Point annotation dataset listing
────────────────
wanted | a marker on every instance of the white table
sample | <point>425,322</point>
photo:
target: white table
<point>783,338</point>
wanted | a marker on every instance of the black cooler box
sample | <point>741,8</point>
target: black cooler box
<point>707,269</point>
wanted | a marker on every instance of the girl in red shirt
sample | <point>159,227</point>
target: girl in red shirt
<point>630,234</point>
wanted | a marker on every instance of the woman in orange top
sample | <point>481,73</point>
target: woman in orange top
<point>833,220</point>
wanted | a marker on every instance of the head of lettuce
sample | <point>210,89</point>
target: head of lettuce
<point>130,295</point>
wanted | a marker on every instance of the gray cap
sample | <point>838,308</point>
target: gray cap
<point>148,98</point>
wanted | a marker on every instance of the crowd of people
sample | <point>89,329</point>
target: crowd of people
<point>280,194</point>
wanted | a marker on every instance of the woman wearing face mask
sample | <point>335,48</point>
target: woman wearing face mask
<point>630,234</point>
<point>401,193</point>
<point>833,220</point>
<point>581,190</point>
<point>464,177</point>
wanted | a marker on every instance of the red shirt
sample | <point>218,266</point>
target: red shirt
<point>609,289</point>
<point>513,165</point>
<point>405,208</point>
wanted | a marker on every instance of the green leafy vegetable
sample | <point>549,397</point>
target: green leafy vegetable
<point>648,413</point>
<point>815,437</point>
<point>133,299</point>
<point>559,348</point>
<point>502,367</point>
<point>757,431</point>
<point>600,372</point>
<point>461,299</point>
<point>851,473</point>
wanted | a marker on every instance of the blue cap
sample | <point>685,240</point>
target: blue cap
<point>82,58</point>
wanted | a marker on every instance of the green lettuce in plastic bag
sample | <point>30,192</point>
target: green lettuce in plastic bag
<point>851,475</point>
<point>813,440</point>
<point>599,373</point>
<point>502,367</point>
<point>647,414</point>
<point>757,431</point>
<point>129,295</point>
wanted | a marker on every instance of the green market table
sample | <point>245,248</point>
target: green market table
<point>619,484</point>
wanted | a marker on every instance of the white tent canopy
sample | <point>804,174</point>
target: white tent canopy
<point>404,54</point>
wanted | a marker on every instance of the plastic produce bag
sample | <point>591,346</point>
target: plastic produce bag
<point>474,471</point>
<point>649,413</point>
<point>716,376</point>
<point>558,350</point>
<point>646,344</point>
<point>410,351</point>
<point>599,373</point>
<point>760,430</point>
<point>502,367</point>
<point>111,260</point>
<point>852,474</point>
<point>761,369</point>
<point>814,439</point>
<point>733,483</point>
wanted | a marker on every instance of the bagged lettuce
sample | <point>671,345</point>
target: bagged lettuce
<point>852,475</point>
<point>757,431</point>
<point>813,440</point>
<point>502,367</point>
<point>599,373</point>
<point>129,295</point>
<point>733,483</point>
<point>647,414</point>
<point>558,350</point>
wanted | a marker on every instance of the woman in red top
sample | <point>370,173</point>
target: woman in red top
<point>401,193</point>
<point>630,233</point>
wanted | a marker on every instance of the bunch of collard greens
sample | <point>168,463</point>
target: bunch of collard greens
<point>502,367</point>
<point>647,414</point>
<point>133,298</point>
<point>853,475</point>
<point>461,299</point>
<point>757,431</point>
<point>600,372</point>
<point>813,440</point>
────────────────
Recast the listing above as a two-column CSV with the columns "request" and "answer," one row for each request in the listing. Put the request text and its answer each in a single quoted field, with any line breaks replaced by spaces.

request,answer
"wanted | a marker on every instance of the white table sample | <point>425,322</point> photo: target: white table","<point>783,338</point>"
"wanted | a marker on every instance of the black cooler box sample | <point>741,8</point> target: black cooler box","<point>707,269</point>"
"wanted | a marker on every instance of the girl in red shirt sample | <point>159,227</point> target: girl in red shirt","<point>630,234</point>"
"wanted | a marker on every instance of the woman in orange top sample | <point>481,73</point> target: woman in orange top","<point>833,220</point>"
"wanted | a marker on every instance of the head of lettuce sample | <point>210,89</point> target: head of lettuce","<point>130,295</point>"
"wanted | a marker on every instance of the gray cap sample | <point>838,308</point> target: gray cap","<point>148,98</point>"
"wanted | a marker on every instance of the crowd of people sample | <point>89,329</point> target: crowd of people","<point>280,194</point>"
"wanted | a marker on every instance of the woman wearing face mask sample | <point>335,48</point> target: woman wearing face mask","<point>630,234</point> <point>401,193</point> <point>833,220</point> <point>581,190</point> <point>464,177</point>"
"wanted | a marker on every instance of the red shirt sample | <point>218,266</point> target: red shirt","<point>609,289</point> <point>513,165</point> <point>405,208</point>"
"wanted | a marker on every instance of the green leafy vegetable sample | <point>549,397</point> target: green leafy vegetable","<point>648,413</point> <point>815,437</point> <point>133,299</point> <point>559,348</point> <point>502,367</point> <point>757,431</point> <point>600,372</point> <point>461,299</point> <point>851,473</point>"
"wanted | a marker on every instance of the blue cap sample | <point>685,240</point> target: blue cap","<point>82,58</point>"
"wanted | a marker on every instance of the green lettuce in plastic bag sample | <point>30,192</point> target: green lettuce in plastic bag","<point>851,475</point> <point>813,440</point> <point>599,373</point> <point>502,367</point> <point>647,414</point> <point>757,431</point> <point>129,295</point>"
"wanted | a marker on every instance of the green market table sample | <point>245,248</point> target: green market table","<point>619,484</point>"
"wanted | a marker on every instance of the white tent canopy sample | <point>804,174</point> target: white tent canopy","<point>404,54</point>"
"wanted | a marker on every instance of the plastic produce bag sample | <point>591,346</point> target: plastic produce bag","<point>474,471</point> <point>649,413</point> <point>716,376</point> <point>558,350</point> <point>646,344</point> <point>410,351</point> <point>599,373</point> <point>760,430</point> <point>502,367</point> <point>111,260</point> <point>852,474</point> <point>761,369</point> <point>814,439</point> <point>733,483</point>"
"wanted | a marker on every instance of the bagged lettuce sample | <point>671,345</point> target: bagged lettuce","<point>852,475</point> <point>757,431</point> <point>813,440</point> <point>502,367</point> <point>599,373</point> <point>129,295</point> <point>733,483</point> <point>647,414</point> <point>558,350</point>"
"wanted | a marker on every instance of the woman in red top sample | <point>370,173</point> target: woman in red top","<point>401,193</point> <point>630,233</point>"
"wanted | a marker on every instance of the bunch of collard greens sample | <point>168,463</point> target: bunch of collard greens","<point>502,367</point> <point>647,414</point> <point>133,298</point> <point>853,475</point> <point>461,299</point> <point>757,431</point> <point>600,372</point> <point>813,440</point>"